> **Exercise objective**: Copy the records below word for word, leaving out nothing.

= = = = =

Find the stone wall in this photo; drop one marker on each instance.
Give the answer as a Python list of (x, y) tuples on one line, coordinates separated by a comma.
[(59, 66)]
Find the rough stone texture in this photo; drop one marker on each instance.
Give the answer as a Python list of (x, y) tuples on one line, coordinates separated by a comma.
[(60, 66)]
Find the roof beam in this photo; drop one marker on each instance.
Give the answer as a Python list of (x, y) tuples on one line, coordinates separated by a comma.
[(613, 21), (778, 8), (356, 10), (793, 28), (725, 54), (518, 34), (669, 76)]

= = = = =

> **Solved exercise**:
Find the stone wall in this photo; drop one marker on each instance.
Give the answer as a Python list of (x, y) tuples on one line, coordinates separated by a comma.
[(59, 66)]
Find the rough stone texture in this photo; drop one marker on each instance.
Give the answer as a Python list of (x, y) tuples on one line, coordinates separated by a comma.
[(60, 66)]
Find the roof beam in this photo; drop one marker on each instance.
Give the answer as a Python list of (x, y) tuples on one line, coordinates separated by a comma.
[(613, 21), (778, 8), (356, 10), (793, 28), (725, 54), (518, 34), (669, 76)]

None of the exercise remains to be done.